Records provided:
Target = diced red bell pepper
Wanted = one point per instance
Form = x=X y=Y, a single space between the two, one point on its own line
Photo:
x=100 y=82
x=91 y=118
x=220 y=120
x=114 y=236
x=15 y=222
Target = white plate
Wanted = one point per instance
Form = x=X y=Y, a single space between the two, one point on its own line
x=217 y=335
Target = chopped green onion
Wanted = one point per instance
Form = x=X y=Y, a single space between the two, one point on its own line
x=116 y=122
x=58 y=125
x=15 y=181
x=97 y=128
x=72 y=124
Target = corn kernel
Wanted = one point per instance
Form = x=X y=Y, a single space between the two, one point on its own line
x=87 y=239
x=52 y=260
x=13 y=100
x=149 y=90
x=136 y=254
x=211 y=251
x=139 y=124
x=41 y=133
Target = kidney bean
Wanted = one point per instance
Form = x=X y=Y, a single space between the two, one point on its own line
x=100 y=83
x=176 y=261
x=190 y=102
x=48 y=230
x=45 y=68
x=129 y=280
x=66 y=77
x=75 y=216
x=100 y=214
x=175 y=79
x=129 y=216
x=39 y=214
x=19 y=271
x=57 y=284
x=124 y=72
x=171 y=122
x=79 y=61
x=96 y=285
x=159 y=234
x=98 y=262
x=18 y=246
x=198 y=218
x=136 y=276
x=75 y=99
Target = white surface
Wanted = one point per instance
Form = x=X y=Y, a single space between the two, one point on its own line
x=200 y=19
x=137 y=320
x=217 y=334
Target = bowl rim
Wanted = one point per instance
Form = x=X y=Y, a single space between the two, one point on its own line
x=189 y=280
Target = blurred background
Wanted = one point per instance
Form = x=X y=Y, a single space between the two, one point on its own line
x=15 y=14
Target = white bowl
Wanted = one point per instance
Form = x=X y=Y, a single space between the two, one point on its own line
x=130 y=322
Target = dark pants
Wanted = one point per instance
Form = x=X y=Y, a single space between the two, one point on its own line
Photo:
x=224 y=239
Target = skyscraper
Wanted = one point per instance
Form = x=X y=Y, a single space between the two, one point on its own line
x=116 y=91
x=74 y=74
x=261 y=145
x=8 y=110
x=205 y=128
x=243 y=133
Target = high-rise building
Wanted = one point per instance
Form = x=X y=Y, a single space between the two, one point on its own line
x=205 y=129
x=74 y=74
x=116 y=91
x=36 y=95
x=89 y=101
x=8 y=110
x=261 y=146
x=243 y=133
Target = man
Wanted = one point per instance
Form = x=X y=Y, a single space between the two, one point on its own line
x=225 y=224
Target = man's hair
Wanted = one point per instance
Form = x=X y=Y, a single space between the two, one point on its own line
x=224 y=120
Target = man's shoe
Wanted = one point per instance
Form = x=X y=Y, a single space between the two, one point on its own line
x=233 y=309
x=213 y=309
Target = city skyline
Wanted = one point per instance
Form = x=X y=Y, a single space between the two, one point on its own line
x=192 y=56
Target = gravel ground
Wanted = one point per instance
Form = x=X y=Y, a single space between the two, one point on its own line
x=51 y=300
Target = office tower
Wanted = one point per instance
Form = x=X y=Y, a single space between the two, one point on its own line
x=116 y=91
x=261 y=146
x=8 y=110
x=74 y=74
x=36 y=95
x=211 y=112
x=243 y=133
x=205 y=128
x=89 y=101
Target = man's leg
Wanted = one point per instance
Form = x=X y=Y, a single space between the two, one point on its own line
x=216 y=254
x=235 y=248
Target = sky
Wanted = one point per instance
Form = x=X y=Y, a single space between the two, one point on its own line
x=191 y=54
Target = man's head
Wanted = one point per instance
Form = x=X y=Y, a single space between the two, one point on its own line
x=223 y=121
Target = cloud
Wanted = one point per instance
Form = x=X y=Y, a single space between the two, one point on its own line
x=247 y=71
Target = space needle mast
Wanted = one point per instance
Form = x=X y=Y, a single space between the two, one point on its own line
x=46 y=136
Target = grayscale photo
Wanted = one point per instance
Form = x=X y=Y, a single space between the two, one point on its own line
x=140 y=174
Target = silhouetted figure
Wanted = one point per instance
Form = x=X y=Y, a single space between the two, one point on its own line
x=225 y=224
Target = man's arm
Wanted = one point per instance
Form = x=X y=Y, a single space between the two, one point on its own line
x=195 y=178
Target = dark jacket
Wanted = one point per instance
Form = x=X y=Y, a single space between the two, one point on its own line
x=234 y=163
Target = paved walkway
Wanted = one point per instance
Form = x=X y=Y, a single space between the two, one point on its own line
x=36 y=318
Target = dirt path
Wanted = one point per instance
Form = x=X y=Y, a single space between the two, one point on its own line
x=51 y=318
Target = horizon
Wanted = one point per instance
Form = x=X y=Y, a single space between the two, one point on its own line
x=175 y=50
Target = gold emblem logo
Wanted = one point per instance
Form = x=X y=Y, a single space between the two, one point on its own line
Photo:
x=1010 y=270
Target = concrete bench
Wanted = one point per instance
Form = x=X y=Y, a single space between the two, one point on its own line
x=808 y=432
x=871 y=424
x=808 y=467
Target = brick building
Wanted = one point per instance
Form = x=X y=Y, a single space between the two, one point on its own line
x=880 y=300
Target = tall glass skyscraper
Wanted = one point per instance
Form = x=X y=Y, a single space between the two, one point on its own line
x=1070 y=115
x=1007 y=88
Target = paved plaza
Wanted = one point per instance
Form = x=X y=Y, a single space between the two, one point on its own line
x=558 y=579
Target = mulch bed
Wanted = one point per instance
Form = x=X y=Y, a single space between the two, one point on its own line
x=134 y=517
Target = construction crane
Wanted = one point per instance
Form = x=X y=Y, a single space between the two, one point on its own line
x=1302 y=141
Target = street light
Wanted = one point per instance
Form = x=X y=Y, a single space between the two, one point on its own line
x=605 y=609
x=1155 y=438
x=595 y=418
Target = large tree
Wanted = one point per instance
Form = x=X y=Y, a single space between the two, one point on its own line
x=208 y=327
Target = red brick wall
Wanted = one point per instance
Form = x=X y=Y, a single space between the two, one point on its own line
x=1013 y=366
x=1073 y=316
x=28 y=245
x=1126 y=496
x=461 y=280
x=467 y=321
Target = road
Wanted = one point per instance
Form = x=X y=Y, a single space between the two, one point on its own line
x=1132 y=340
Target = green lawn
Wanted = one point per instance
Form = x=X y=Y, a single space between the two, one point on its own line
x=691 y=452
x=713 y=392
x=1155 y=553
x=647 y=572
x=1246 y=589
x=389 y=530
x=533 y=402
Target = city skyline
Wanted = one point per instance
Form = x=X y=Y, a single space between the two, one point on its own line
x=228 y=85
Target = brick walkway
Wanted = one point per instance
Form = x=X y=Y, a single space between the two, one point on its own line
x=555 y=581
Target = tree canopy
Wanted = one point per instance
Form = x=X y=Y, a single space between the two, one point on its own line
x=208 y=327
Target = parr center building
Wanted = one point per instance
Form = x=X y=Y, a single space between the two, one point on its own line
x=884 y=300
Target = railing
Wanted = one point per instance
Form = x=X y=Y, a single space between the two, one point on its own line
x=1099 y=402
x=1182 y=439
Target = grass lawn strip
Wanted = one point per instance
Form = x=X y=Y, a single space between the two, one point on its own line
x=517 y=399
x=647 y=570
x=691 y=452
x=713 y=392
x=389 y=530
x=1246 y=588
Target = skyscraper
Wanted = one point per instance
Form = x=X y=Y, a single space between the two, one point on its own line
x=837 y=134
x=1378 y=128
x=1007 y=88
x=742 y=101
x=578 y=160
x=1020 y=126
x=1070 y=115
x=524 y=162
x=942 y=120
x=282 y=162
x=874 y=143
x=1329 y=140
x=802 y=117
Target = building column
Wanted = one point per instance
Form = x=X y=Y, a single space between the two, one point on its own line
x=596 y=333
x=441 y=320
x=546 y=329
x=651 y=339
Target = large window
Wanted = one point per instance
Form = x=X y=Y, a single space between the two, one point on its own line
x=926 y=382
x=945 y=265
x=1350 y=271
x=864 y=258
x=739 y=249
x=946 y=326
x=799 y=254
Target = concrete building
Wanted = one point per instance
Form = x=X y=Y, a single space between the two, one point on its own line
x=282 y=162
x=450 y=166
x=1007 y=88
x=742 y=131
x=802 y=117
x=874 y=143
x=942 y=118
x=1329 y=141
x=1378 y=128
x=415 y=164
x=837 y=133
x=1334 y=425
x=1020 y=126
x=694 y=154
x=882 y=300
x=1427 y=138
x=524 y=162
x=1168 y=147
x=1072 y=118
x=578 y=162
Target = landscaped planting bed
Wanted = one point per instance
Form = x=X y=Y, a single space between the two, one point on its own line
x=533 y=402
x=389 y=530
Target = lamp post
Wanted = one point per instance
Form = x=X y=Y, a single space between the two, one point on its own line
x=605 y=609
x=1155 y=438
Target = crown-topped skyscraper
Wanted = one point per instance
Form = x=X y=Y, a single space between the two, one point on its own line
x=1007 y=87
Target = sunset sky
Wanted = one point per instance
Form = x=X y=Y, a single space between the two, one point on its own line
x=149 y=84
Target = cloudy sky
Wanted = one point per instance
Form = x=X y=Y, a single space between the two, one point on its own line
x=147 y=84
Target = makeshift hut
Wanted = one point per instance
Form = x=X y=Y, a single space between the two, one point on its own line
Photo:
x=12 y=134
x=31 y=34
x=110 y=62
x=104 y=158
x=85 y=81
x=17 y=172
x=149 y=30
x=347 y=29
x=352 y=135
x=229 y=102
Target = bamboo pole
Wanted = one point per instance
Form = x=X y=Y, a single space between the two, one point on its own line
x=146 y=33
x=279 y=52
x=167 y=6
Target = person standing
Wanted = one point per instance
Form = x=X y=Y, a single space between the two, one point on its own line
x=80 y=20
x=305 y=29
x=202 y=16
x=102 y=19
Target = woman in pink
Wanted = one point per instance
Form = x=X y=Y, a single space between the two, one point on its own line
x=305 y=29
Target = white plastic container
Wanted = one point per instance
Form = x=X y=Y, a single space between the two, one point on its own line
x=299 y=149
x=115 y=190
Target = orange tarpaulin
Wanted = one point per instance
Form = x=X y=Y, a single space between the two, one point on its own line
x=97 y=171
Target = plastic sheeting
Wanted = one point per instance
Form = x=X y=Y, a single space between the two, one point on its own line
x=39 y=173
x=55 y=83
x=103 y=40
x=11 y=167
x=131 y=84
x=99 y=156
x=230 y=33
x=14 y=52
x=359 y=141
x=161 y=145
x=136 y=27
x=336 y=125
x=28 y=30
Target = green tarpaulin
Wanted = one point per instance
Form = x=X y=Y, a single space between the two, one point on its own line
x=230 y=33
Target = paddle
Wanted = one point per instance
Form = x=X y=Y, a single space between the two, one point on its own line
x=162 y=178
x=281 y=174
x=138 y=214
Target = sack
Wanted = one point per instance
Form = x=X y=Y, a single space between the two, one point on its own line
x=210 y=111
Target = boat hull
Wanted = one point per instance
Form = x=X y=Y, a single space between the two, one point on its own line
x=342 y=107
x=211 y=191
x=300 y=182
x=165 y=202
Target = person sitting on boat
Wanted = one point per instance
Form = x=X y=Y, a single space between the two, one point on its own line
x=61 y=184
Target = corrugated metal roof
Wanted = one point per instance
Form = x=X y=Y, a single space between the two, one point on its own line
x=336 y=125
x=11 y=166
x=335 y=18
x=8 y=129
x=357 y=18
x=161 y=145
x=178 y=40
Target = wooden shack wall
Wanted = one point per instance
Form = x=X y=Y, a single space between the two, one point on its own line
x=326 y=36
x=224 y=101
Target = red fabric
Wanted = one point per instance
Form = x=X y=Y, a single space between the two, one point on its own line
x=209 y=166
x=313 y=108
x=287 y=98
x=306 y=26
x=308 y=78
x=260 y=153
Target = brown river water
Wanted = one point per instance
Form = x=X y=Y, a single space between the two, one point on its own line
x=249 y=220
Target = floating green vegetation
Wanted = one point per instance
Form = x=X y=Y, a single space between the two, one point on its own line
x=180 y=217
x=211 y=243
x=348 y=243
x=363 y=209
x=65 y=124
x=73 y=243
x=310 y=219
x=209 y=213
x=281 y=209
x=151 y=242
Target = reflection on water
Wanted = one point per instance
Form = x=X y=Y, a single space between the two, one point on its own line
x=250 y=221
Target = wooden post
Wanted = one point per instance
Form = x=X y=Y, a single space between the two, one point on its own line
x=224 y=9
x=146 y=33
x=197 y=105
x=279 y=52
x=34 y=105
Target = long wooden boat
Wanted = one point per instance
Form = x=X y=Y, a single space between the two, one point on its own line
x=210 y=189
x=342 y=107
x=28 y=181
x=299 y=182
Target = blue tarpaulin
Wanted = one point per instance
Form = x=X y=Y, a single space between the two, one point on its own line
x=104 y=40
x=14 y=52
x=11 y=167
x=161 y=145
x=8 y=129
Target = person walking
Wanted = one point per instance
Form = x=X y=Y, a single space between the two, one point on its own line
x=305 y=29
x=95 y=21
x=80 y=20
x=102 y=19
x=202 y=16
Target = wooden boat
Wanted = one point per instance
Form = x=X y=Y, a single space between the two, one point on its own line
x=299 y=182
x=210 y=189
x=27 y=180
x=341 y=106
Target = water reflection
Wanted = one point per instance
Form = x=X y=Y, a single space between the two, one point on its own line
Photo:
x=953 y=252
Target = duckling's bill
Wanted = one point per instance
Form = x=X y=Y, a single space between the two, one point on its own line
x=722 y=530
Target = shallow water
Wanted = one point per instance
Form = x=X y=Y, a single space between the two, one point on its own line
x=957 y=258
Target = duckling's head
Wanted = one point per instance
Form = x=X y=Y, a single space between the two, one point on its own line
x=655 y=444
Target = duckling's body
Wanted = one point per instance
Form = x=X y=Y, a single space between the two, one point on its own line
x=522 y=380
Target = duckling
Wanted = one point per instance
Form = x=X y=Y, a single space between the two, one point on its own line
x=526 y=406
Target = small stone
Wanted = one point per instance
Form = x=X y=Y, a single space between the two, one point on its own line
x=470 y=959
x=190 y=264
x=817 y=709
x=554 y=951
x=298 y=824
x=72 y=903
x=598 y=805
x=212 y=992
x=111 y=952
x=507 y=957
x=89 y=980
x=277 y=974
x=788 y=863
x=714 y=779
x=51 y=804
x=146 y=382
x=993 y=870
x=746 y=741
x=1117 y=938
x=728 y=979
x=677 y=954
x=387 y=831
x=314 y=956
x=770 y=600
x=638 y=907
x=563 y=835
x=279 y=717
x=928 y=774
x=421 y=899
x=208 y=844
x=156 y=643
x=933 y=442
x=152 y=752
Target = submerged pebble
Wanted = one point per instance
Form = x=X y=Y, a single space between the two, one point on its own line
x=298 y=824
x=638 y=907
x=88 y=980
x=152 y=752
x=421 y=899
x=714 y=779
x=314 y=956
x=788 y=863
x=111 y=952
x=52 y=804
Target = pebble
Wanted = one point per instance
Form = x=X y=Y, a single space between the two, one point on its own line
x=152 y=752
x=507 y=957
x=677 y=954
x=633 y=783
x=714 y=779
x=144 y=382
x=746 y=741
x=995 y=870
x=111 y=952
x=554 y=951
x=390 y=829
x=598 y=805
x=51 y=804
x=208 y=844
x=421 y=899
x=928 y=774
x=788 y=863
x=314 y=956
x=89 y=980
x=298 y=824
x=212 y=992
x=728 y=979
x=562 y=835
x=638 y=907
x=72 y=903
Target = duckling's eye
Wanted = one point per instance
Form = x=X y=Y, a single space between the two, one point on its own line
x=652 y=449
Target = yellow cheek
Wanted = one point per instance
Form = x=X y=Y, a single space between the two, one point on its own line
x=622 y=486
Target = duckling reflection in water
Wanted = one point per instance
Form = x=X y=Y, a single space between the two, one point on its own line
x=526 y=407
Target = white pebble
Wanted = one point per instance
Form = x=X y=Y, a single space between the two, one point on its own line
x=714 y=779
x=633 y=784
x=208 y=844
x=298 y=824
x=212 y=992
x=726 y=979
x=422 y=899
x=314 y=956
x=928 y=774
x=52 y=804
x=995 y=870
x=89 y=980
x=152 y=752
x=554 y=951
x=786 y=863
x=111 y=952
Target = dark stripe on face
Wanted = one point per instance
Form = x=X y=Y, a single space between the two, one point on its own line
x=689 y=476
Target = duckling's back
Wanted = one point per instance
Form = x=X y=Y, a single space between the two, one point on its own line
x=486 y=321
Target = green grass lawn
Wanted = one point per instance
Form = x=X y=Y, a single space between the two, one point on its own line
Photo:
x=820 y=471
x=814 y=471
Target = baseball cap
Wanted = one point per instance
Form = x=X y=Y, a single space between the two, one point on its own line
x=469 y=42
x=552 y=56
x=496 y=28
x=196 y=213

The problem: If a line in the records above includes the string "wall", copy it.

Problem solution:
Target = red brick wall
Target = wooden shack wall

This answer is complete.